Copy all records exactly, excluding images.
***** EXERCISE DATA
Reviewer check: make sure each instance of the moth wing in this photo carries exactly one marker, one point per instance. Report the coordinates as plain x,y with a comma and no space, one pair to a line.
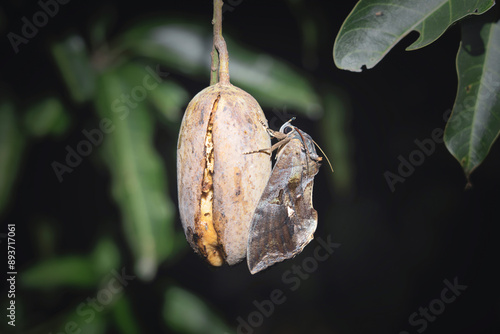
284,220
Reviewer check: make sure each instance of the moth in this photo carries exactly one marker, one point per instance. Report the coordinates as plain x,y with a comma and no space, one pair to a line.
285,220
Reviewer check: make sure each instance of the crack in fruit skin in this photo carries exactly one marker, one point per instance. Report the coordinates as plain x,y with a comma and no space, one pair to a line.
205,229
218,185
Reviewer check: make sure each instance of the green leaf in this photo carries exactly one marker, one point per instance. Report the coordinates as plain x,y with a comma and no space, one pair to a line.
124,316
170,99
46,117
375,26
186,313
12,146
186,48
138,176
76,271
72,57
475,121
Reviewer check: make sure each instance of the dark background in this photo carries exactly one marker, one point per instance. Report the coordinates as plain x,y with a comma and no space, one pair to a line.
397,247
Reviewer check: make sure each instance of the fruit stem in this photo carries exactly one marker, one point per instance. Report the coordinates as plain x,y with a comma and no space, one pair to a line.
220,57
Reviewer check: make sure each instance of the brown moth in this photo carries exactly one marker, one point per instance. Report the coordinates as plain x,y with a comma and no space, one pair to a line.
284,220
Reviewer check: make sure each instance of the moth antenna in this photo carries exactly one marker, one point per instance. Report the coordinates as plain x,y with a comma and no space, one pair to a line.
328,160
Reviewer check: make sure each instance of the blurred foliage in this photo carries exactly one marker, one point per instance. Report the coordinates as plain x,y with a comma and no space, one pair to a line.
125,83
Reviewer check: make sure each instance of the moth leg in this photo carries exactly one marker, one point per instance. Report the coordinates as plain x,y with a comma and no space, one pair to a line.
279,144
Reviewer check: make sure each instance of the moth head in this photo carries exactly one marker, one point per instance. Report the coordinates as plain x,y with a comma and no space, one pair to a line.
287,127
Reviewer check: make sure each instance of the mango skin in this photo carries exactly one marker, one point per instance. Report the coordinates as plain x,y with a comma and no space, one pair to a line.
238,178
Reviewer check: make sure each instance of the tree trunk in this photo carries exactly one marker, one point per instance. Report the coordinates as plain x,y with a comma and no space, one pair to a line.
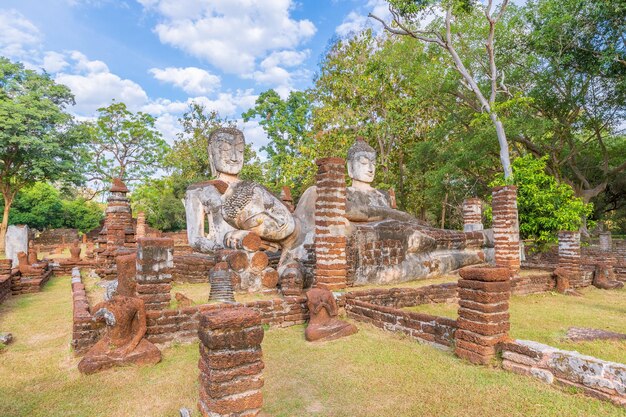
505,158
443,210
5,221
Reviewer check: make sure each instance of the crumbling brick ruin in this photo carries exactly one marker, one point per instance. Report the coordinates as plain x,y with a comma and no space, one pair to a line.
231,363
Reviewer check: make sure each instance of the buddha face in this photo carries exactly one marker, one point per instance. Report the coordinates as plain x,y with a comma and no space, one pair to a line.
226,151
253,208
362,167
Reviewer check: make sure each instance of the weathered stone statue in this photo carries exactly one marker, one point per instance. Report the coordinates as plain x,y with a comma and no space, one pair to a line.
386,245
323,322
123,343
222,212
364,202
75,250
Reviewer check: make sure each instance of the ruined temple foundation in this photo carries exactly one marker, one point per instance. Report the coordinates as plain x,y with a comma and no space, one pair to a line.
330,224
483,321
472,215
155,261
231,363
506,227
569,256
118,233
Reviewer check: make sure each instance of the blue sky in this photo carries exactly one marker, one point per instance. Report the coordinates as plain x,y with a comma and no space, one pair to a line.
158,55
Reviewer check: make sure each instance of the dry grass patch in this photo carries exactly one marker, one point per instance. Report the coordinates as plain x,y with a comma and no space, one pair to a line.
545,318
372,373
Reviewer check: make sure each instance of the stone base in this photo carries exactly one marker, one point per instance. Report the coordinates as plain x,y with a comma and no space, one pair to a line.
100,358
334,329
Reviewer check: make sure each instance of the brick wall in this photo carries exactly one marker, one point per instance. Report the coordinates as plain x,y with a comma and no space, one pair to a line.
406,297
330,222
85,332
182,324
193,267
5,279
595,377
423,327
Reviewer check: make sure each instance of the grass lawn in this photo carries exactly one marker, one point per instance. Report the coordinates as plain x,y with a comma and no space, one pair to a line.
372,373
545,318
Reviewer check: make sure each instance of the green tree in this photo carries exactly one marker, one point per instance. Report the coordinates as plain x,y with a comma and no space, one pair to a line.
189,155
164,210
545,205
123,144
287,124
448,34
82,214
36,142
39,206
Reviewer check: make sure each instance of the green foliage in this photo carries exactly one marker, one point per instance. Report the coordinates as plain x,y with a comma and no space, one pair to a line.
545,205
81,214
164,210
123,144
287,124
189,155
42,206
36,142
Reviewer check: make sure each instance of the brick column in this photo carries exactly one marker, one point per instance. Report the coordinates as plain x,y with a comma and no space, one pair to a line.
506,227
569,256
472,215
606,242
231,362
141,225
330,224
483,320
155,261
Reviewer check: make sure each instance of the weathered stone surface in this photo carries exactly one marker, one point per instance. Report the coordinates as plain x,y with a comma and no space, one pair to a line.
323,322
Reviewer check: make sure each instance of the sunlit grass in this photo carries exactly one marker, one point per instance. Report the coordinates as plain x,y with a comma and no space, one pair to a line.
372,373
545,318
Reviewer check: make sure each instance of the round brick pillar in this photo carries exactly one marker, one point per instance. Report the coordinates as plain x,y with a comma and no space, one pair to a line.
506,227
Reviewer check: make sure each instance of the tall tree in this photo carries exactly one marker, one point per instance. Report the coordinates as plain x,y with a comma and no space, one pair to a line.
407,18
36,143
123,144
287,124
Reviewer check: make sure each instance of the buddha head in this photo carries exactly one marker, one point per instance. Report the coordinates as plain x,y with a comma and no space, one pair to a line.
226,146
361,162
250,206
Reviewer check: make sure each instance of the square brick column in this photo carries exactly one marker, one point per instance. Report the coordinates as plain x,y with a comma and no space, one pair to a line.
231,362
569,256
605,241
155,260
472,215
483,320
330,224
506,227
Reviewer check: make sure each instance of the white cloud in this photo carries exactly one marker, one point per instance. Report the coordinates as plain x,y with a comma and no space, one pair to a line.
357,20
191,79
94,86
18,35
230,34
54,62
226,104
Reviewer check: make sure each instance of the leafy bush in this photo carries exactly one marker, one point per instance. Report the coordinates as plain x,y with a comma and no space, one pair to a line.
545,205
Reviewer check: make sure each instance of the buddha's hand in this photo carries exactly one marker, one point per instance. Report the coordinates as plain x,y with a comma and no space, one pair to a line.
234,239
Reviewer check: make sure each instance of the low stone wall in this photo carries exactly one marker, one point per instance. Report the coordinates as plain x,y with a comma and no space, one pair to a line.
21,284
423,327
541,281
85,332
5,279
597,378
193,267
406,297
182,324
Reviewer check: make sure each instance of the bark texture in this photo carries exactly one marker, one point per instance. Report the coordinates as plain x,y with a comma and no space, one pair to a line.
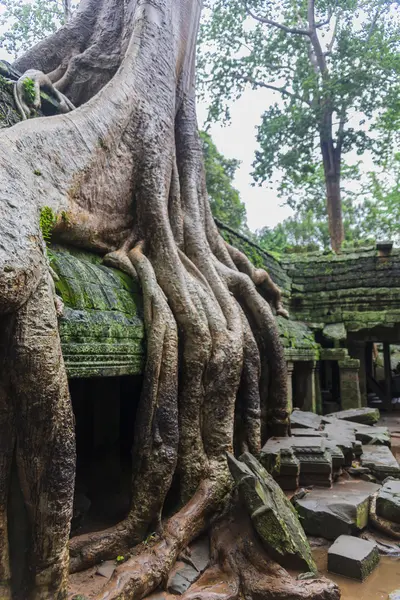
**********
**ANSWER TO THE PROBLEM:**
Reviewer check: make sure each instance of the moth wing in this photo carries exactly one marker, one point per instance. Report the coordinates as plain x,y with a comma and no space, one pair to a line.
284,220
Reviewer check: make sure each instance of the moth in this photo carries exactly one marker, one point per instance. Report the coordinates as plain x,y with a comma and no space, one pair to a line.
285,220
Reviewer check: make sure each instance of the crack in fruit skin in this photo carries exactly one marker, one point per instance. Report the coordinates as plain x,y with a comma and no space, one pair to a line.
205,229
218,185
Reviewer check: make sure each instance of the green leaf in this photo carries exactly one marker, one point per instance. Report the coordinates as plain x,y with a comma and no space, one pair to a line.
124,316
170,99
46,117
375,26
186,313
12,146
186,48
138,176
76,271
72,57
475,121
Reviewer check: make sure each instance of the dark background in this photo carries exactly one marker, one point per instance. Report the coordinates as plain x,y with a comma and no space, one pair to a line.
397,247
Reviewer check: make sure each instance of the fruit stem in this photo carries exactly one marker, one point per instance. Report the coordinates as plain x,y with a comma and no space, one pair to a line.
220,57
Reviewer check: make sure each instance of the brown moth in this photo carries exactly one marker, one point per instance. Report the coordinates as plain x,y with a comma and no space, one pair to a line.
284,220
Reviewer check: make sure each instance of the moth antenna in this photo carries exactly one marker, one point per instance. Report the coordinates as plain x,y with a comma and no space, one pair to a line.
328,160
Reviewer check: make sure each instance of the blurred foliage in this photo carries exactly one marker, one point per instance. Report the coordinates as plain x,y with a comma and no space, one pair to a line.
125,83
Reviewer check: make sure each instance of the moth leg in this photo carries exactly one marker, one point per instance. Report the coordinates as plain x,y with a comma and no space, one pair to a line.
279,144
Reviewer check: make sure each instance of the moth head in this photo carries exactly one marker, one point per instance. Report the coordinates as plain x,y with a comma and no space, one pair to a line.
287,127
Reviewer check: make sure each instance of the mango skin in this photo carries exactly one marker, one point per instance. Report the coordinates as plain x,y with a comma and no space, one pair to a line.
238,178
Reviewer check: make sure each instance of the tree trunk in this photo carries exactly one marker, one point per instance. Report the coordinates as plain x,y with a comma and no space, one pair to a line.
505,158
443,210
5,221
Reviewer check: make sure each instance of the crumbling brick ruin in this photo carries exactly one marker, one point per instance. Report the coordinates as plain x,y with a comma and no space, one pair to a line.
231,363
Reviewer check: make sure each instance of the buddha face in this photo carries exactly one marker, one point per instance. Report the coordinates as plain x,y with a comma and no space, one pair to a line.
226,151
253,208
362,167
Reviewer check: make sure each instance of the weathered stone statue in this photo carries exactly one marker, one point per instance. Report the coordinates as plain x,y with a comma and no space, one pair to a line.
386,245
323,322
123,343
222,212
364,202
75,250
Reviewer check: make sure each instance of the ruined temple foundation in this photo carries exactly one marker, one point per instance. Report the coordinates as plain x,y with a comma and no space, one pair to a line.
330,224
483,321
472,215
155,261
231,363
506,227
569,256
118,233
Reviewer check: make sure each instance of the blue sky in this photo carries exactly one marker, one point per instance. Report the coordinates as plain x,y with a comma and no space, one pair to a line.
158,55
Reviewer check: make sure each instance of the dry grass patch in this photo carries exactly one marker, one point per instance. Report the coordinates as plain x,y with a comma and no space, one pair to a line.
545,318
372,373
Reviewer check: make sure each instance of the stone base in this photo carries exactly one marker, one point per instance. Report the coordinates as plain x,y with a comma and no space, one pair to a line.
100,358
334,329
Reviewer check: make sure each instance of the brick wall in this photo carries exactly one marker, one point per instance. Report the coordinates as plain x,y with a comma and no space, one pair to a line.
406,297
330,222
85,332
182,324
193,267
5,279
595,377
423,327
Reviewer check: make sure each instance of the grass lawn in this photo carries exactly one marker, one point per instance. Report the coordinates as plain x,y with a comma and no space, one pair to a line.
372,373
545,318
Reviewer check: make sure each instance of the green tree in this photo carries exactly one marker, one point per instance. Report the coordinates as plain x,y with a comma and no space, one pair to a line.
189,155
164,210
545,205
123,144
287,124
448,34
82,214
36,142
39,206
Reviewer check: make sure each instance of the green foliage in this photo carries exactly one marker, one point per instance. Report the coordinates as plain x,y with a comma and no space, one pair to a line.
545,205
81,214
164,210
123,144
287,124
189,155
42,206
36,142
Reviewer check: make sure each instance of the brick column in this photo carries exactly one marker, one point per instance. Report the coordinates as plain x,y with a comma and no space, one pair to a line.
506,227
569,256
472,215
606,242
231,362
141,225
330,224
483,320
155,261
Reviewer check: make sure each instance of the weathered stone surface in this photo carries exactly one marker, one point per instance. Report the coordinates as plain x,y with a comma and no space, one pair to a line.
323,322
Reviewer check: make sure each instance of the sunlit grass in this photo carries exactly one marker, one point per instance. Report the coordinates as plain x,y with a comma and no space, one pair to a line.
372,373
545,318
Reviewer check: make sure each instance of the round brick pillar in this photo carries exactly one marker, one point per instance. Report the coordinates as plain x,y with a comma and no space, one pair to a line.
506,227
Reviewer check: make sure each instance of the tall tree in this photo carries exactly one marker, one point per instance. Report the coordinates as plain x,y with a comma and no space, one pair to a line.
407,18
36,143
123,144
287,124
Reviewer check: make sure each instance of the buddha head in this photo carries exactly one marker, one point per instance. Report the coordinates as plain x,y with a comma and no space, one pair to a line.
226,146
361,162
250,206
Reviewer check: make sure each instance of the square brick column in this photo carries exactly one marker, one point per instance. Report the coordinates as plain x,y with a comma and no space, one pair to a line.
231,362
569,256
605,241
155,260
472,215
483,320
330,224
506,227
Reviewer check: make sure each instance of the white cloud in this photo carries exactly one marker, one point per instance. Report the coordinates as plain x,y with a comma and no space, one pair to a line.
357,20
191,79
94,86
18,35
230,34
54,62
226,104
Reviewer check: make sure each instance of the leafy bush in this photo carries exactly one marker, one point per instance. Report the coordinates as plain x,y with a comma and no space, one pair to a line.
545,205
Reviewer check: make sure each instance of the buddha's hand in this photo carries exactly one marker, one point per instance. Report the coordinates as plain x,y with a comma and no space, one pair to a line.
234,239
Reviewer check: make sure each instance of the low stone wall in this photo carries exactly one marker, one point per instance. Report the coordinates as plain x,y with a comma and no space, one pair to a line.
21,284
423,327
541,281
85,332
5,279
597,378
193,267
406,297
182,324
Reviewer check: make sure each instance of the bark texture in this photo carries exactly one marker, one point per instance. Report the coordinates as plain x,y with a comma and no space, one pair to a line.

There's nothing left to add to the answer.